**TEXT PASSAGE:**
──────────
She embarks on a 3-month journey on a hiking trail stretching from Mexico to Oregon. Though the scenery is frequently breathtaking, it was hard to feel compassion for a hiker who was carrying a heavy backpack filled with multiple condoms “just in case”.
Ms. Witherspoon meets a variety of people on her quest, but all of them prove to quickly disappear and are largely forgotten. Unlike Tracks where Ms. Wasikowska is accompanied by her dog, the singular moment in Wild that proves meaningful is when Witherspoon finds an apparently lost llama.
She subsequently finds the owners, who are an elderly woman and her young grandson. The little boy sings a wonderful song that touches Ms. Witherspoon’s hardened heart, resulting in her collapsing on her knees crying. I was left thinking, “Well I’ll be, there is something likeable about this wretched soul.”
Ms. Witherspoon’s trek is filled with reflections on her past, none of which are particularly interesting. The only really decent performance in the film comes from Laura Dern, who plays her likeable mother. Nonetheless, the whole movie concerns Witherspoon’s complaint about her previous life where her mother was living on the edge of poverty and neither one had a decent job. It was hard to like a woman who still complained about living in a beat up house.
──────────
**RECORD EXCERPTS:**
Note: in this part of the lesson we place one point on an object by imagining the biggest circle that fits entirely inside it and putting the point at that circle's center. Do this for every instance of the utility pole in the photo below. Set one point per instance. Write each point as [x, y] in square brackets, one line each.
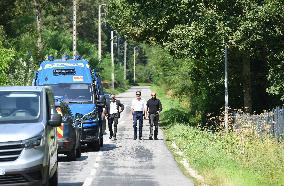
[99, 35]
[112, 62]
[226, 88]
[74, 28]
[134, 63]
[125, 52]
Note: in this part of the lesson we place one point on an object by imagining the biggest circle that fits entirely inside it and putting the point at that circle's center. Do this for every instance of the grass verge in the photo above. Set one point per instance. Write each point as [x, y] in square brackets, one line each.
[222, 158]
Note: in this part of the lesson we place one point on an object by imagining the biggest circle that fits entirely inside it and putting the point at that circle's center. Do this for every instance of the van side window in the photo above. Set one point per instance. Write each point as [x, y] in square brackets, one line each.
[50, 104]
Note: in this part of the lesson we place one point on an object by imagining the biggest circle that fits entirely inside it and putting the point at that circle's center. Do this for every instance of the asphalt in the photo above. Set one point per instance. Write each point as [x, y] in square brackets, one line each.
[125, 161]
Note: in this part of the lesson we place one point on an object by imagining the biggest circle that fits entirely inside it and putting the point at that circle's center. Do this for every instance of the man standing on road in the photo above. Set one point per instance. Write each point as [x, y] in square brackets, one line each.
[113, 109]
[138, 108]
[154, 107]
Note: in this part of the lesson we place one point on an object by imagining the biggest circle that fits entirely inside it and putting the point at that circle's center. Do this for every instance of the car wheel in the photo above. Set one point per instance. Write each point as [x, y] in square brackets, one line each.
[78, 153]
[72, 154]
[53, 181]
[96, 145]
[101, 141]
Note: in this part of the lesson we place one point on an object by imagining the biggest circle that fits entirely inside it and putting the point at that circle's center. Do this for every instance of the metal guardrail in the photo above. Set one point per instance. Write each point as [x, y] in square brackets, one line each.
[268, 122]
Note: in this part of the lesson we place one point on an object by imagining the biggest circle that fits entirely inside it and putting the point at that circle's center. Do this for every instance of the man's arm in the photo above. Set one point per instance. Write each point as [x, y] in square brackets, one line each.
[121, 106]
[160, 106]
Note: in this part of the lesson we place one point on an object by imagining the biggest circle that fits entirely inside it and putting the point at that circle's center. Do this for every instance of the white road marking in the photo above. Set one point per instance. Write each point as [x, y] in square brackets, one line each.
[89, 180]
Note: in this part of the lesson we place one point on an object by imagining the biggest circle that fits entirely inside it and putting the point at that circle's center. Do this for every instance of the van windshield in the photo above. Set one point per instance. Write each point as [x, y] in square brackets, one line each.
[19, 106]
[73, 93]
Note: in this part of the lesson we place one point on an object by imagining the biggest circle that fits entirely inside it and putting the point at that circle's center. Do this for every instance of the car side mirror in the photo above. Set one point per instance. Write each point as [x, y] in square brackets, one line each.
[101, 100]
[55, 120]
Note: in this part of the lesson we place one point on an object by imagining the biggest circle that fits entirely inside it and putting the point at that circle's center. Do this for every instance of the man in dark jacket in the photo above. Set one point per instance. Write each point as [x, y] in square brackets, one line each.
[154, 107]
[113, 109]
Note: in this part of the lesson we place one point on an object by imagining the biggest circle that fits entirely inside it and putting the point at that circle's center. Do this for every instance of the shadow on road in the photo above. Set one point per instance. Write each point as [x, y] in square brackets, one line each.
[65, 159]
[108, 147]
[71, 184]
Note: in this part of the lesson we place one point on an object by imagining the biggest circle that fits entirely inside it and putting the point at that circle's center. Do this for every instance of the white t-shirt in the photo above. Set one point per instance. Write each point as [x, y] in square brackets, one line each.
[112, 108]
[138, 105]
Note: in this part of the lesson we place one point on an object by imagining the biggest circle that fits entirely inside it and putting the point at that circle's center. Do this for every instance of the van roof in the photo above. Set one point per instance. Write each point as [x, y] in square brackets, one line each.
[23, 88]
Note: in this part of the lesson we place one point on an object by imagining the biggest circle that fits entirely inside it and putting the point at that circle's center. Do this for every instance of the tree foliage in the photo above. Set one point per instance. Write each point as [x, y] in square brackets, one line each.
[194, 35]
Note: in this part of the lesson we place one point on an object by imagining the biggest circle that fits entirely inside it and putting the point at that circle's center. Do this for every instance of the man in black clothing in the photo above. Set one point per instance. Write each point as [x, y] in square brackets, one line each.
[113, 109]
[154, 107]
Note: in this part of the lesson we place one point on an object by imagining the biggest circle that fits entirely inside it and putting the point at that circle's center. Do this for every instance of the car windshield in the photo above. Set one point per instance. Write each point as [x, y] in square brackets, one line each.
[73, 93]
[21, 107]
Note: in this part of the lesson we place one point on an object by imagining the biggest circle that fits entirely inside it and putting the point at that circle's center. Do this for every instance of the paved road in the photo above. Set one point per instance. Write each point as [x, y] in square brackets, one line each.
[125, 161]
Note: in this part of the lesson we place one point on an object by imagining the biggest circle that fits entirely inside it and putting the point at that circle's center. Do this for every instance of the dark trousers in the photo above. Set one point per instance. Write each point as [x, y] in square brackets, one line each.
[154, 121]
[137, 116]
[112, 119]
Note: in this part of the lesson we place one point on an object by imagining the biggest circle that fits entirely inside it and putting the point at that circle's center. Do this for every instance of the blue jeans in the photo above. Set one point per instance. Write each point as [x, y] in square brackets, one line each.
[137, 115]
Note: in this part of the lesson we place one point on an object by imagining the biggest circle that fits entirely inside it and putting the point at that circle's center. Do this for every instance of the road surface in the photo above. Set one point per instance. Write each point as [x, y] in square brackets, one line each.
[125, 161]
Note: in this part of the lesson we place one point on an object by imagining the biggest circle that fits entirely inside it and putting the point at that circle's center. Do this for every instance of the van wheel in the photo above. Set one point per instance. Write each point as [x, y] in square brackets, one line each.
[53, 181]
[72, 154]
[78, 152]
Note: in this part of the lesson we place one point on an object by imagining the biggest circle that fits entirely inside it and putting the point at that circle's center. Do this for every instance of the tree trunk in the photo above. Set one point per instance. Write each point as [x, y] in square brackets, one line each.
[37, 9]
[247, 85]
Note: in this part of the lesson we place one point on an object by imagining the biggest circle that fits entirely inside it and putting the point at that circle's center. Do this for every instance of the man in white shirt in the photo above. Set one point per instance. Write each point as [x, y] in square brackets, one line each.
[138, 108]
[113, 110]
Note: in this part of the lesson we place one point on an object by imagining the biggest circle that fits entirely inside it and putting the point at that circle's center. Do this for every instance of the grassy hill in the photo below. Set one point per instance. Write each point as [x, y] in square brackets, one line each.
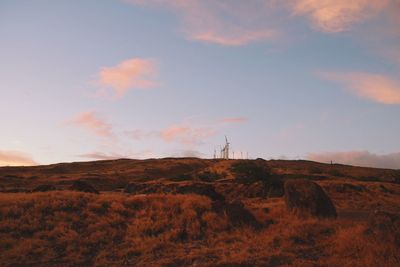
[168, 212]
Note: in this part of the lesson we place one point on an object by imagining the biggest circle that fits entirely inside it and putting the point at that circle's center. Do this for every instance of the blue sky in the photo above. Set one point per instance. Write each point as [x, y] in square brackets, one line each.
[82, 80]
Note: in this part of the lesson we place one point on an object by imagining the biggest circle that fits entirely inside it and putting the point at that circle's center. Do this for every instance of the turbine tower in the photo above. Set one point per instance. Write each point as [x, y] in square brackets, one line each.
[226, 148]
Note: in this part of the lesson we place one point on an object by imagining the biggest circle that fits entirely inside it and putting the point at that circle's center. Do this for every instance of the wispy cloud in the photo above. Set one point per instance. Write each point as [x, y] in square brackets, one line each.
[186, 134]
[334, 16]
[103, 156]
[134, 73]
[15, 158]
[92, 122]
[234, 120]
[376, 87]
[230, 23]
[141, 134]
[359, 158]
──────────
**STATED EXERCISE 1:**
Answer these from the film review:
(a) How long is the journey on the hiking trail?
(b) What animal does Ms. Witherspoon find?
(c) Who gives the only really decent performance in the film?
**STATED EXERCISE 2:** Put this sentence from the film review into Spanish: "She subsequently finds the owners, who are an elderly woman and her young grandson."
You won't need the records for this.

**CORRECT ANSWER 1:**
(a) 3 months
(b) An apparently lost llama
(c) Laura Dern

**CORRECT ANSWER 2:** Posteriormente encuentra a los dueños, que son una mujer mayor y su joven nieto.